— Work instruction —
Collect all lines from the records below that include the word "plate".

— Given entries —
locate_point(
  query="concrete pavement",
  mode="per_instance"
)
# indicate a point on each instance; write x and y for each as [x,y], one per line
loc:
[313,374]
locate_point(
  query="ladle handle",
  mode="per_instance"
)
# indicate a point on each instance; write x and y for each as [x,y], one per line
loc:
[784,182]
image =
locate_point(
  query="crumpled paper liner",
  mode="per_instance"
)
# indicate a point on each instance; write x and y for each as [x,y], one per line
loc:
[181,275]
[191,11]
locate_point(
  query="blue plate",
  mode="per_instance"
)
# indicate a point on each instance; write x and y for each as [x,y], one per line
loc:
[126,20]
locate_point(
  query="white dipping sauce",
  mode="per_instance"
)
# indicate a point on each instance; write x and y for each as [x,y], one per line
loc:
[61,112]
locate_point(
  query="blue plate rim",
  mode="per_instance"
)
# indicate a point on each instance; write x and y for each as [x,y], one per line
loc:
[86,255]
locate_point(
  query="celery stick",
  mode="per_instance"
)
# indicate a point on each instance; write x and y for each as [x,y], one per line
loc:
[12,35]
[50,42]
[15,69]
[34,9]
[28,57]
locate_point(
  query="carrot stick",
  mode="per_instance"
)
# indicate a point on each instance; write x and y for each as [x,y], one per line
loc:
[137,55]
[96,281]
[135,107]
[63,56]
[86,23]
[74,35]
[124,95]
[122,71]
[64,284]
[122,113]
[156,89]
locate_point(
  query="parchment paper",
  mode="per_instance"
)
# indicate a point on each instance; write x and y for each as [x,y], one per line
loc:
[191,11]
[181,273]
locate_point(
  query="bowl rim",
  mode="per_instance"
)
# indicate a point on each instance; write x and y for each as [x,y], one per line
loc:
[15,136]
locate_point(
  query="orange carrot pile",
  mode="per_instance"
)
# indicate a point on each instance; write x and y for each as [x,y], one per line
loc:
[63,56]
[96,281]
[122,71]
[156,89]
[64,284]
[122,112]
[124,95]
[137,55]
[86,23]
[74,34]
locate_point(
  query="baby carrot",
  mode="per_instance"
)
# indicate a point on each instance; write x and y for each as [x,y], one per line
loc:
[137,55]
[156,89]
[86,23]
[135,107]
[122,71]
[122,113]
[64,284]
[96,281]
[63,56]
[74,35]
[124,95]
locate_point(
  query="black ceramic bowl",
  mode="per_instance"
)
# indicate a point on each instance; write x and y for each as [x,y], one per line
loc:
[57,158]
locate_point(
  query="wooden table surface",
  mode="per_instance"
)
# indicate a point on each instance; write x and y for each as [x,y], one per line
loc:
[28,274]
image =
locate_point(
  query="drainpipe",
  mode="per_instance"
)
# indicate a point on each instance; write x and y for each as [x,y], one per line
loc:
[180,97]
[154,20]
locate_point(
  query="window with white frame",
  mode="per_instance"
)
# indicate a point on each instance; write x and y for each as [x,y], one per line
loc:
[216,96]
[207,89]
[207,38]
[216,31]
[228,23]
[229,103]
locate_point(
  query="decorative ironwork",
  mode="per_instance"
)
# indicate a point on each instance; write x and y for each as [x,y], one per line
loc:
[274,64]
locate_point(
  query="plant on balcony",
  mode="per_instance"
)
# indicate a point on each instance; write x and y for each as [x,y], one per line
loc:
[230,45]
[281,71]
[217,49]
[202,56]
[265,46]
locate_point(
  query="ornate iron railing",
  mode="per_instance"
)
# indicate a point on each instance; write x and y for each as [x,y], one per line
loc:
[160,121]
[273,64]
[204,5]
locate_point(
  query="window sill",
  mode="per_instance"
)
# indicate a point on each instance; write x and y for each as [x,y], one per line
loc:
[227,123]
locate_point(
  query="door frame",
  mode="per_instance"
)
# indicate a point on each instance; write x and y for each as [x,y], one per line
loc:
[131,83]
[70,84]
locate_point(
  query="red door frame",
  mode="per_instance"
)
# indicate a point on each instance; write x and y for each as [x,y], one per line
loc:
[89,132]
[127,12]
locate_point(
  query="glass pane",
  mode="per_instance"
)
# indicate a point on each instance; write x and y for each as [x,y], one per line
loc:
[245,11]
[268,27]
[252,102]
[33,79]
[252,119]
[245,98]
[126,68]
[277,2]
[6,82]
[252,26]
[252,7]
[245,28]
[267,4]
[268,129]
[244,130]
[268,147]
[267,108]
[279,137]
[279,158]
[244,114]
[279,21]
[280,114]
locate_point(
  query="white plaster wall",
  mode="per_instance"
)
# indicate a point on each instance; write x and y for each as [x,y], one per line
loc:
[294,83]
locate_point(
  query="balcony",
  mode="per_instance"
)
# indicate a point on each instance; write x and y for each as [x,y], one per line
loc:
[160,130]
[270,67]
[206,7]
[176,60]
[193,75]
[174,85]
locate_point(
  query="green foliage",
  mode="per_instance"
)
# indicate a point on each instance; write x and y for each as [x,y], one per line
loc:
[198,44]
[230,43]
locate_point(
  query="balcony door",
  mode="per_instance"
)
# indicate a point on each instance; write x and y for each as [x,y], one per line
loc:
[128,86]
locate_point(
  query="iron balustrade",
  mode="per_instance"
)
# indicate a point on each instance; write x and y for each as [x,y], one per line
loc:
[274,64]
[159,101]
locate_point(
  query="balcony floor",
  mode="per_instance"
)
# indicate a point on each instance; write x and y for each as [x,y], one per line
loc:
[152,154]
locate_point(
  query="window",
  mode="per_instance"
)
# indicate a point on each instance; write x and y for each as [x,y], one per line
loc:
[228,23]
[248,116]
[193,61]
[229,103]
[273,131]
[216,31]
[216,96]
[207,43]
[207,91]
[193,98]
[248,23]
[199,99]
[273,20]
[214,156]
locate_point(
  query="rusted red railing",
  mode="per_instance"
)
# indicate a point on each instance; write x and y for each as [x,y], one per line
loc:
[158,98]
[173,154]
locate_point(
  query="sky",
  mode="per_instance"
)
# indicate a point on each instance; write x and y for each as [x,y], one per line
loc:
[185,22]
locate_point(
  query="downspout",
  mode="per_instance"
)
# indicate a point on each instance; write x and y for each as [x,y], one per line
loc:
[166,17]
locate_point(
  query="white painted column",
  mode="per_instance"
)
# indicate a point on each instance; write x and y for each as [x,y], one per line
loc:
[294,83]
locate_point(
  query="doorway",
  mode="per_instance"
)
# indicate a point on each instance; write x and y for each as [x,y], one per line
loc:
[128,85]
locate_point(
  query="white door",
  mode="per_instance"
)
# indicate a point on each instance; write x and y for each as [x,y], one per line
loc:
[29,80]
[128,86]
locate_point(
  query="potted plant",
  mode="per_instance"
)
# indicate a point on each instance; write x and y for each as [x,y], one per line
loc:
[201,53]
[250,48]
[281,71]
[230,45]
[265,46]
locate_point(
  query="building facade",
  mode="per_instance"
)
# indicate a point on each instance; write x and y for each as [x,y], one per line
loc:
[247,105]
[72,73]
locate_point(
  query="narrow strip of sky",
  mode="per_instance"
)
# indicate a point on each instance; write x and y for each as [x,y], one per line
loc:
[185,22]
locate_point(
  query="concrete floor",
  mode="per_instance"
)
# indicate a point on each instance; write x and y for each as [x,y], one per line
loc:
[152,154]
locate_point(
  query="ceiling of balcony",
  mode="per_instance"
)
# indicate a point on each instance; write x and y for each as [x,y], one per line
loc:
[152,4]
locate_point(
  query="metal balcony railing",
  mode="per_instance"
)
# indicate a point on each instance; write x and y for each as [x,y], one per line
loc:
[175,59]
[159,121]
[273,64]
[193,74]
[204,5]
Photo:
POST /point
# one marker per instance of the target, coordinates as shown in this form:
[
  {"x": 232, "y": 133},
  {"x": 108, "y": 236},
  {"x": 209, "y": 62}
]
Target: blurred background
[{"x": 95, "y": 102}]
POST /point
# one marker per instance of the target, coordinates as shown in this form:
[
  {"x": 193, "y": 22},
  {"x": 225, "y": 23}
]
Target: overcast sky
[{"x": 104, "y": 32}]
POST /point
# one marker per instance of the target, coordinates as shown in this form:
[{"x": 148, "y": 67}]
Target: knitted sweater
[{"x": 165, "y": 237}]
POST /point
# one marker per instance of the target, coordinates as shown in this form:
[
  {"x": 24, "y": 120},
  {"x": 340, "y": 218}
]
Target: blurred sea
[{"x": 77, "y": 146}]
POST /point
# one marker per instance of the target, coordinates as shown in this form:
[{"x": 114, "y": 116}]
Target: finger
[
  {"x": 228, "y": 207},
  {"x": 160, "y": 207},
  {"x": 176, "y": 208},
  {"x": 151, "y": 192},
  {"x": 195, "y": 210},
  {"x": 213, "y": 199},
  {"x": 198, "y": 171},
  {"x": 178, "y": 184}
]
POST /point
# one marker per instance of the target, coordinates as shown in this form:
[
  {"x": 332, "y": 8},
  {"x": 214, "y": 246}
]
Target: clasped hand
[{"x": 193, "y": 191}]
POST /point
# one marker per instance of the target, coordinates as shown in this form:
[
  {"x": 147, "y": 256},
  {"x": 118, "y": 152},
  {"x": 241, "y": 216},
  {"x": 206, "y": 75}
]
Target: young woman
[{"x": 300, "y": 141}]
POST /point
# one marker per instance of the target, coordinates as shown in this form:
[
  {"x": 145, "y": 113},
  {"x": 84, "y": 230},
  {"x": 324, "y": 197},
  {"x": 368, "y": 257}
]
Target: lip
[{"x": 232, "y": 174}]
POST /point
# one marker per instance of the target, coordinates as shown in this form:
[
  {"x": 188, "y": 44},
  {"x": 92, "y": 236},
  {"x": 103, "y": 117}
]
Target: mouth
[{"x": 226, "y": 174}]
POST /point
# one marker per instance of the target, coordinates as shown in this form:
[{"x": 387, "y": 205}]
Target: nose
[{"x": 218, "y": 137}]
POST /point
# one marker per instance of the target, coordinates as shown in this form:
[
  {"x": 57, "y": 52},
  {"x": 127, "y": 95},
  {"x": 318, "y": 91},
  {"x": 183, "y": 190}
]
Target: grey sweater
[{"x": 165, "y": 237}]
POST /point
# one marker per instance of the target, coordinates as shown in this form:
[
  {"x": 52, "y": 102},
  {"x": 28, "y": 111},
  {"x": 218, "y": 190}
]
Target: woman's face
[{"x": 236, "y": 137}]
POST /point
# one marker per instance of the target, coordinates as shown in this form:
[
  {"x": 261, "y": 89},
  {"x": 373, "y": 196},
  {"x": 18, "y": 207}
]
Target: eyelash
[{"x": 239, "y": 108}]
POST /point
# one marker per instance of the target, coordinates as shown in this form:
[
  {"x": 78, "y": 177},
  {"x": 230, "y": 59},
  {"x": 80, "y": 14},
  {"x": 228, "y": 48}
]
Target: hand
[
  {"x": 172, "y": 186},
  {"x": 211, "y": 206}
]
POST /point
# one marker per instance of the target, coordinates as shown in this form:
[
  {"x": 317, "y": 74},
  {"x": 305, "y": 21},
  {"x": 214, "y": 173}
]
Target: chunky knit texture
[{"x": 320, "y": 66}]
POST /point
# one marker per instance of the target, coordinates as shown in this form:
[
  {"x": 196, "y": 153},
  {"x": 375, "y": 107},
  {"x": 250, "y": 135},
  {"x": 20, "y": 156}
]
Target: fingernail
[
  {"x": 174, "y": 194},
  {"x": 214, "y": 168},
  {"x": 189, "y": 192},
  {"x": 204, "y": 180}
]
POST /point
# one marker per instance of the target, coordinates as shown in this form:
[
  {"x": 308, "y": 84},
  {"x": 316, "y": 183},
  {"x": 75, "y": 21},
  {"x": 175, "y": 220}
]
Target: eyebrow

— Answer to the exercise —
  query="blue plate",
  query="blue plate rim",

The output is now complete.